### Point-per-instance localization data
_ _ _ _
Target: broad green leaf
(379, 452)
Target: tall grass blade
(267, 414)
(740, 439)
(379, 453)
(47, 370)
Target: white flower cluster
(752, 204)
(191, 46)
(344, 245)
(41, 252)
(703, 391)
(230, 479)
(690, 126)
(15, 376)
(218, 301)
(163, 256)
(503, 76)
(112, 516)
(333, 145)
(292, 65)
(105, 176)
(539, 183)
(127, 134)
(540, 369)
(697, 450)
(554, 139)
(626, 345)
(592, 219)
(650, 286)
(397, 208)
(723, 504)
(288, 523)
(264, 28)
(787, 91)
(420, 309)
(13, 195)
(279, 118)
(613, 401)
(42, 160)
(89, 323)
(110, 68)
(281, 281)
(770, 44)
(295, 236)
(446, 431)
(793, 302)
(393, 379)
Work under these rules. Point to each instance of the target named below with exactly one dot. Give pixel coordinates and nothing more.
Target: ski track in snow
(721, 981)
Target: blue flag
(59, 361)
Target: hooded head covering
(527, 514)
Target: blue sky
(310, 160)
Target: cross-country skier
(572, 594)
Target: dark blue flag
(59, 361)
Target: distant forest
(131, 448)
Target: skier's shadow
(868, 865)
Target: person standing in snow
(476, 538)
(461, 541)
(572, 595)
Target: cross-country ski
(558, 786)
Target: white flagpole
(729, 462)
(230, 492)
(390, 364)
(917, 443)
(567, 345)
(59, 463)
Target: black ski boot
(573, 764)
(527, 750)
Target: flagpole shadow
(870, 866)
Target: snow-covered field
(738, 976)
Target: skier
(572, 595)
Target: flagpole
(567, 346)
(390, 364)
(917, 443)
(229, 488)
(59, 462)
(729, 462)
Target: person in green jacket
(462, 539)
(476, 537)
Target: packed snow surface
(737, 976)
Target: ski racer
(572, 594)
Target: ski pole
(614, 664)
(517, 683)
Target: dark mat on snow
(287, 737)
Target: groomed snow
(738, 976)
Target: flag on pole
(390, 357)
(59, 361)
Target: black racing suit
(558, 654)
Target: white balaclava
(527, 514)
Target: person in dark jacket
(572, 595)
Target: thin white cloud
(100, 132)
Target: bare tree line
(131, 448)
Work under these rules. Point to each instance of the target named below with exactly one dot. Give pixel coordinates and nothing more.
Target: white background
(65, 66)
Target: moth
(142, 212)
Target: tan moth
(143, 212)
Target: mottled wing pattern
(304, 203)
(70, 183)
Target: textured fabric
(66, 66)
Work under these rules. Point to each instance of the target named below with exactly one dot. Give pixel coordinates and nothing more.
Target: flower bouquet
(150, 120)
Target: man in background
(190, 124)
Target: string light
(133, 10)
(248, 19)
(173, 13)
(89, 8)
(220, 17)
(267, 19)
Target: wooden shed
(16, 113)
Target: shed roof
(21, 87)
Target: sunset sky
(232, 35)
_ _ _ _
### Aim of the task
Every entry above should be retyped exactly as it appears.

### Answer to the exercise
Target: broad green leaf
(379, 452)
Target: tall grass blade
(267, 414)
(740, 439)
(379, 453)
(47, 370)
Target: white flower cluster
(752, 204)
(191, 46)
(344, 245)
(41, 252)
(703, 391)
(230, 479)
(690, 126)
(15, 376)
(218, 301)
(163, 256)
(503, 76)
(112, 516)
(333, 145)
(292, 65)
(105, 176)
(539, 183)
(127, 134)
(540, 369)
(697, 450)
(554, 139)
(626, 345)
(592, 219)
(650, 286)
(397, 208)
(723, 504)
(288, 523)
(264, 28)
(787, 91)
(420, 309)
(13, 195)
(279, 118)
(613, 401)
(42, 160)
(89, 323)
(110, 68)
(281, 281)
(770, 44)
(295, 236)
(446, 431)
(793, 302)
(393, 379)
Work under these rules. Point to each instance of the target named below with exactly one dot. Give pixel coordinates and nothing more.
Target: ski track in snow
(721, 981)
Target: blue flag
(59, 361)
Target: hooded head covering
(527, 514)
Target: blue sky
(310, 160)
Target: cross-country skier
(572, 594)
Target: dark blue flag
(59, 361)
Target: distant forest
(131, 448)
Target: skier's shadow
(868, 865)
Target: person standing in snow
(476, 538)
(461, 541)
(572, 595)
Target: cross-country ski
(558, 786)
Target: white flagpole
(729, 462)
(230, 492)
(390, 364)
(917, 443)
(567, 345)
(59, 463)
Target: black ski boot
(573, 764)
(527, 750)
Target: flagpole shadow
(870, 866)
Target: snow-covered field
(738, 976)
Target: skier
(572, 595)
Target: flagpole
(567, 346)
(390, 364)
(917, 443)
(229, 488)
(59, 462)
(729, 462)
Target: person in green jacket
(462, 539)
(476, 537)
Target: packed snow surface
(737, 976)
Target: ski racer
(572, 594)
Target: ski pole
(614, 664)
(517, 683)
Target: dark mat on snow
(287, 737)
Target: groomed snow
(738, 976)
Target: flag on pole
(390, 357)
(59, 361)
Target: black racing suit
(558, 654)
Target: white balaclava
(527, 514)
Target: person in dark jacket
(572, 595)
Target: thin white cloud
(100, 132)
Target: bare tree line
(131, 448)
Work under these rules. Point to each instance of the target named below with exactly one dot. Give pixel coordinates and nothing more.
Target: white background
(65, 66)
Target: moth
(142, 212)
Target: tan moth
(143, 212)
Target: mottled wing pattern
(304, 203)
(70, 183)
Target: textured fabric
(66, 66)
Work under these rules. Point to each instance of the target named below with exactly one dot. Give pixel coordinates and nothing more.
Target: flower bouquet
(150, 120)
Target: man in background
(190, 124)
Target: string light
(133, 10)
(248, 19)
(173, 13)
(89, 8)
(220, 17)
(267, 19)
Target: wooden shed
(16, 113)
Target: shed roof
(21, 87)
Target: sunset sky
(232, 35)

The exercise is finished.